***** Data provided
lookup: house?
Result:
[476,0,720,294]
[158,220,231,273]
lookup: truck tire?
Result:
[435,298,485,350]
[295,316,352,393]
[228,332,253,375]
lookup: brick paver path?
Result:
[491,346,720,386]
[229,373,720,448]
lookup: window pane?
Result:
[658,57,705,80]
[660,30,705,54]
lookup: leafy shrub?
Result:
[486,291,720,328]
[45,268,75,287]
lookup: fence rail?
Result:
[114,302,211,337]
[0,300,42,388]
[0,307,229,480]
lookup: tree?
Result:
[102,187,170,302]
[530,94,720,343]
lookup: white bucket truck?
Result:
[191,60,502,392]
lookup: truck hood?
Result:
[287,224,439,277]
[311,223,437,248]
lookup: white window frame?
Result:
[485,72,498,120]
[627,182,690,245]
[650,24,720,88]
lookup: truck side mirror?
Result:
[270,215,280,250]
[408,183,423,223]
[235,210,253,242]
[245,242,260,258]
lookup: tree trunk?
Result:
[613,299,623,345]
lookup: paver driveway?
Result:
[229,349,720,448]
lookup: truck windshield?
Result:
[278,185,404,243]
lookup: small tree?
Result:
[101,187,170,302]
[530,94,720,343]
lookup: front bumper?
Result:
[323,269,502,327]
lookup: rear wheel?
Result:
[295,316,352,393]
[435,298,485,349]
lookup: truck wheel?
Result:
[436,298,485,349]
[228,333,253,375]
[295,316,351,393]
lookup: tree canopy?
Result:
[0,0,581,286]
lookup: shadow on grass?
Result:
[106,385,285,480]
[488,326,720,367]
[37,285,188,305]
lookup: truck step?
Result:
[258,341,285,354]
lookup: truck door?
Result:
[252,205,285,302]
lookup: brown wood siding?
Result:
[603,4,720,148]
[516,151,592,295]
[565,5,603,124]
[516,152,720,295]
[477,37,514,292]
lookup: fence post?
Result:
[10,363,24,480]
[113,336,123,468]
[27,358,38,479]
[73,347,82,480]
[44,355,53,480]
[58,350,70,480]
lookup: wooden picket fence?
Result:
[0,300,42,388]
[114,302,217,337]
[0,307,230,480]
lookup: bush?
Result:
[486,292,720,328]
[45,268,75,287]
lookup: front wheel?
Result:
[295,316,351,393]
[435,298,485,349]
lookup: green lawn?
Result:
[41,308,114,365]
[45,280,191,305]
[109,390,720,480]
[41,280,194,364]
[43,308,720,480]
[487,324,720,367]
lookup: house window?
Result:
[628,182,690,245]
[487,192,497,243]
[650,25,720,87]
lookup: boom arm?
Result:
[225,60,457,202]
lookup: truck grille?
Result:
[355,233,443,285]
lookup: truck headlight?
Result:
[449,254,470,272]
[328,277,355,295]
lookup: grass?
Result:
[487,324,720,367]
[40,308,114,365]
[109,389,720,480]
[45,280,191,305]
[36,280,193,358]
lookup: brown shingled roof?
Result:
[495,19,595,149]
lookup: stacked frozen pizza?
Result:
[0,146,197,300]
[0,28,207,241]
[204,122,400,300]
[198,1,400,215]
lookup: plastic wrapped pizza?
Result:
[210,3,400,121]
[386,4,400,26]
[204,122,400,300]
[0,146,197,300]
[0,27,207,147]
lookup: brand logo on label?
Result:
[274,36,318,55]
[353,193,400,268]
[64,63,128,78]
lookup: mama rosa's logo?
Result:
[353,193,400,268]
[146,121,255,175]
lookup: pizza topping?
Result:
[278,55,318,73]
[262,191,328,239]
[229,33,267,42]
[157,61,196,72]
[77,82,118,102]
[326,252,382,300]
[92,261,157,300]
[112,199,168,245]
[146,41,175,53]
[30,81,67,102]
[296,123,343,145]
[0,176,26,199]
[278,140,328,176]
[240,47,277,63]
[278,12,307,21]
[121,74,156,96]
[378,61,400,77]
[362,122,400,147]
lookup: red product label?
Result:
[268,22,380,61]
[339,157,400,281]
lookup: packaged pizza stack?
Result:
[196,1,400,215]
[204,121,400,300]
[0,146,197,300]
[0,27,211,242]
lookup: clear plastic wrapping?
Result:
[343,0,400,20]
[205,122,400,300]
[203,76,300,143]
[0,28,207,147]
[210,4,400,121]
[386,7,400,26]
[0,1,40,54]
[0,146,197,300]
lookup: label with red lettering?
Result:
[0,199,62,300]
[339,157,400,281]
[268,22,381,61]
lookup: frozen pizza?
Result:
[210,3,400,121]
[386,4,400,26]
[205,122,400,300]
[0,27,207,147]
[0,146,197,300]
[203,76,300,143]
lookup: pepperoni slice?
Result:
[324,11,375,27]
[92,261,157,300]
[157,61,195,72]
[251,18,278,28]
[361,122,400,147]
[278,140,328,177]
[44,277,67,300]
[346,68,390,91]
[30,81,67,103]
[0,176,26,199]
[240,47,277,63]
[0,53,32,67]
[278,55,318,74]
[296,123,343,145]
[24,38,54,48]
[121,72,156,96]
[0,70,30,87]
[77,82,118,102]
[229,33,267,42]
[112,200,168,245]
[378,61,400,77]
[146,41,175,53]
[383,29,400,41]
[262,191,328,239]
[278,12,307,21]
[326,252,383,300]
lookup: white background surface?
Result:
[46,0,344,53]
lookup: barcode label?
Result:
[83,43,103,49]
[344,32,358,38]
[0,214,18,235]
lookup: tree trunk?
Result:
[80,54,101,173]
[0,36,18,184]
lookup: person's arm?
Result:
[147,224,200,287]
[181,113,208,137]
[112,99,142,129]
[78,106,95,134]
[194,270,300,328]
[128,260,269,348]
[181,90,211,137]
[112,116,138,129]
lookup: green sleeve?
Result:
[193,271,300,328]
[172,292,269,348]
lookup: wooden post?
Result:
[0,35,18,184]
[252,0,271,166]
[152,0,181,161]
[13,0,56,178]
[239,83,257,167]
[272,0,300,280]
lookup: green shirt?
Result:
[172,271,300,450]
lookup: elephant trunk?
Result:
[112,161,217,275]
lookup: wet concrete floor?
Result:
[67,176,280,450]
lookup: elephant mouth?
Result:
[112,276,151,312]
**********
Task brief
Pick out every line in the records above that contains the word "frozen". Case counts.

Written response
lookup: stacked frozen pizza?
lookup: frozen pizza?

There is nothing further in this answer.